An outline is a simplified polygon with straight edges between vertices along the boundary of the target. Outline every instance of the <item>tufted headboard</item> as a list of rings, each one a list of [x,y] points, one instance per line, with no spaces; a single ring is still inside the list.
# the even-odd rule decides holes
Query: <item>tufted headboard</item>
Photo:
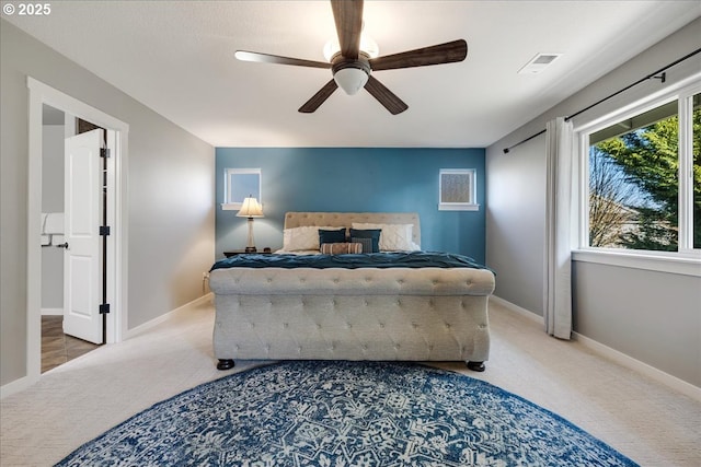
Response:
[[[412,224],[412,241],[421,245],[421,225],[416,212],[288,212],[285,214],[285,229],[319,225],[330,227],[350,227],[353,222],[374,224]]]

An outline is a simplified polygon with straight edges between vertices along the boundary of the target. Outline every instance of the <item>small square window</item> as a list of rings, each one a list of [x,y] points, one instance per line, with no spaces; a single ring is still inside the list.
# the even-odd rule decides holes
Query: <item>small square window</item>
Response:
[[[474,168],[441,168],[438,192],[439,211],[476,211],[476,172]]]
[[[260,203],[261,170],[260,168],[227,168],[223,178],[223,210],[239,210],[243,199],[252,196]]]

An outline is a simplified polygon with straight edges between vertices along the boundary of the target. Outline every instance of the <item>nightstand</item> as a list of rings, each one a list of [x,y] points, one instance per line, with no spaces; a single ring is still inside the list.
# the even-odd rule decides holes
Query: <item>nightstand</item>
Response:
[[[237,255],[271,255],[272,253],[273,252],[271,252],[271,248],[268,247],[265,247],[261,252],[255,252],[255,253],[246,253],[245,249],[231,249],[229,252],[223,252],[223,256],[226,256],[227,258],[230,258]]]

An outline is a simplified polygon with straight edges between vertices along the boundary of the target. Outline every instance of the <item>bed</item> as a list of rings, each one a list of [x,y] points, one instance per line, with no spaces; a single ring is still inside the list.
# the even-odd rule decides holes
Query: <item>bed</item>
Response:
[[[382,226],[387,242],[395,241],[380,245],[386,248],[404,242],[404,249],[420,249],[416,213],[288,212],[283,250],[251,255],[253,266],[239,266],[244,258],[215,264],[209,283],[219,370],[232,367],[235,360],[407,360],[464,361],[471,370],[484,371],[494,273],[476,266],[348,268],[344,261],[383,254],[311,257],[321,244],[304,249],[299,236],[292,240],[309,231],[319,238],[319,229],[370,231],[352,231],[354,225]],[[410,237],[393,238],[399,231]],[[311,243],[313,235],[306,238]],[[279,267],[280,260],[300,254],[304,260],[329,257],[341,266]]]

Exercice proposé: Modifiez le passage allant de la ligne contenant « of the <item>bed</item> » jusqu'à la fin des items, bornes comprises, en remplaçant « straight edges » par « straight sides » et en laissant tout le reste intact.

Exercice corrigé:
An outline is a simplified polygon with straight sides between vertices along the boundary of the target. Outline every instance of the <item>bed</item> as a list of rings, each one a list of [x,y] points, one instance per line, with no spaces; a single ring is still inside the list.
# the even-odd rule decides holes
Query: <item>bed</item>
Response:
[[[382,226],[387,242],[395,241],[380,245],[386,248],[404,242],[404,249],[420,249],[416,213],[288,212],[283,250],[251,255],[253,266],[239,266],[244,258],[215,264],[209,283],[219,370],[232,367],[235,360],[407,360],[464,361],[471,370],[484,371],[494,273],[476,266],[348,268],[344,261],[383,254],[311,257],[321,244],[304,249],[299,236],[292,240],[309,231],[319,238],[319,229],[370,231],[352,231],[354,225]],[[410,237],[393,238],[399,231]],[[311,243],[313,235],[306,238]],[[279,267],[280,260],[300,254],[304,260],[329,257],[341,266]]]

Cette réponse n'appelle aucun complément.